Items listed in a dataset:
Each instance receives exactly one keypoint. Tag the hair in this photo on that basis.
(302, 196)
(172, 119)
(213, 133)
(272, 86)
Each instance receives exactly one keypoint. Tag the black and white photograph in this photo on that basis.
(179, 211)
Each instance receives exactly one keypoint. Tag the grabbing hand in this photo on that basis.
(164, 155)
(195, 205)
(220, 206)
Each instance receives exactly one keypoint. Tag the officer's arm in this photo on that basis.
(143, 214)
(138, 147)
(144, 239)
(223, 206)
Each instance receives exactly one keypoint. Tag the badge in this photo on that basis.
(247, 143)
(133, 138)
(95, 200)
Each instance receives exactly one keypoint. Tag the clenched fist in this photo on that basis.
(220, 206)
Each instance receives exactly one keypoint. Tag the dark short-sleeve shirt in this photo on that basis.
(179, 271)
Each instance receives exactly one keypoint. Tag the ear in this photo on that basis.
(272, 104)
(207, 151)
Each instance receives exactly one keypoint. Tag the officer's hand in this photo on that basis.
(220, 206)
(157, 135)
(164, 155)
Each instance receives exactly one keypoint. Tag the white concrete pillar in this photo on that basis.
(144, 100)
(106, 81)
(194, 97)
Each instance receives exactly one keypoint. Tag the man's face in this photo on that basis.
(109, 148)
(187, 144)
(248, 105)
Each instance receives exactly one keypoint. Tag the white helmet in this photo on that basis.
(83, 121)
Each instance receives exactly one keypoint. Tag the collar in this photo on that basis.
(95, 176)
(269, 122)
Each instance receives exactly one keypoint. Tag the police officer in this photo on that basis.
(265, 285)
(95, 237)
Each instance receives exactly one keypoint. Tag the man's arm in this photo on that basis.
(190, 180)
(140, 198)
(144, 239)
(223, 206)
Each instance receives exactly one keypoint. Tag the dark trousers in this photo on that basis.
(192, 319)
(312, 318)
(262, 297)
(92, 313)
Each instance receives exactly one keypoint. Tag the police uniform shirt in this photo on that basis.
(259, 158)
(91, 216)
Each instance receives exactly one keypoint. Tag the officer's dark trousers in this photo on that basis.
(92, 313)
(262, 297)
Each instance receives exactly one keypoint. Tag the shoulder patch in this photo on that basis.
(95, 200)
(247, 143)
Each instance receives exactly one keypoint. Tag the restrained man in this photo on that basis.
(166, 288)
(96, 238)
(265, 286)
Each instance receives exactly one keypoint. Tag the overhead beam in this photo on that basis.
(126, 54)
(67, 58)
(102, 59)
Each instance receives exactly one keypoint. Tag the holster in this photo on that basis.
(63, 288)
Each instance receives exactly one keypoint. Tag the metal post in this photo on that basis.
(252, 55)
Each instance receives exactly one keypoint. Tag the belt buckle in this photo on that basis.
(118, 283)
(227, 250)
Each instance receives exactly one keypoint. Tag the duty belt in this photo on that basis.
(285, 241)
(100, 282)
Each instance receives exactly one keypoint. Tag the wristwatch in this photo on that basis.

■ ACTIVITY ■
The records above are to be restated word for word, in full.

■ REPLY TO THE EXERCISE ■
Each instance receives exactly one keypoint. Tag the hair in this photo on that basis.
(302, 196)
(172, 119)
(213, 133)
(272, 86)
Each instance receives exactly one keypoint. Tag the black and white photograph in this photo on that basis.
(179, 211)
Each instance receives exactly one keypoint. Tag the grabbing hand in this photo on that basis.
(164, 155)
(195, 205)
(220, 206)
Each instance receives exactly one keypoint. Tag the officer's arm in this photo on that basis.
(143, 214)
(138, 147)
(144, 239)
(223, 206)
Each instance receives exactly one keypoint. Tag the badge in this photo on that basis.
(247, 143)
(133, 138)
(95, 200)
Each instance receives exactly one keypoint. Tag the clenched fist in this photo on that basis.
(220, 206)
Each instance receives exactly one keypoint. Tag the dark short-sleeve shirt in this photo on that basis.
(179, 271)
Each instance receives exactly one keypoint. Tag the ear in this photo on that basis.
(272, 104)
(207, 151)
Each instance receives exactly one keypoint. Tag the officer's hand in this photo on that basis.
(220, 206)
(157, 135)
(164, 155)
Each instance receives exactly one keypoint. Tag the white concrete pillar in this photo on that basis.
(144, 100)
(106, 81)
(194, 97)
Each instance receives exactly one keypoint. Tag the man's face in this photo on that basis.
(109, 148)
(187, 144)
(248, 105)
Each instance receives exactly one keypoint. Tag the white helmet in this photo on that basis.
(83, 121)
Each instance receives exactly one keypoint. Tag the collar in this photo on that basis.
(95, 176)
(269, 122)
Each instance receives exactly one keypoint. Tag the police officer in this photo on that basis.
(265, 285)
(95, 237)
Each instance receives exactly one keypoint. Tag the man's arm in this photo on that basis.
(190, 180)
(140, 198)
(144, 239)
(223, 206)
Each instance receives exactly one keypoint. Tag the dark trousers in this photo on that basis.
(192, 319)
(312, 318)
(262, 297)
(92, 313)
Each instance receives exactly one keypoint. Tag the police uniform shirt in this photo on that basis.
(259, 158)
(91, 216)
Each instance receives exactly one keypoint. Tag the officer's dark trousers in this photo on that basis.
(92, 313)
(262, 297)
Each instance receives exactly one keypoint. Tag the shoulder patch in this photo on that basis.
(95, 200)
(247, 143)
Each instance receives exactly one keypoint. Tag the restrained man in this photo on that basis.
(166, 288)
(96, 238)
(265, 286)
Each instance receives exactly one keypoint. Tag the overhead beam in this photo on that basis.
(126, 54)
(67, 58)
(102, 59)
Each instance receives exactly one keypoint. Tag the holster in this photo on that basis.
(63, 288)
Each instance receives exactly one keypoint. Tag the metal post in this photo on that basis.
(252, 55)
Each instance receives exactly one keypoint. Tag the belt buckle in this photo on that basis.
(118, 283)
(227, 250)
Each instance receives exactly one keypoint. Tag the duty belt in this photo on that basis.
(285, 241)
(100, 282)
Each instance receives exactly one keypoint. Tag the wristwatch in this photo on that basis.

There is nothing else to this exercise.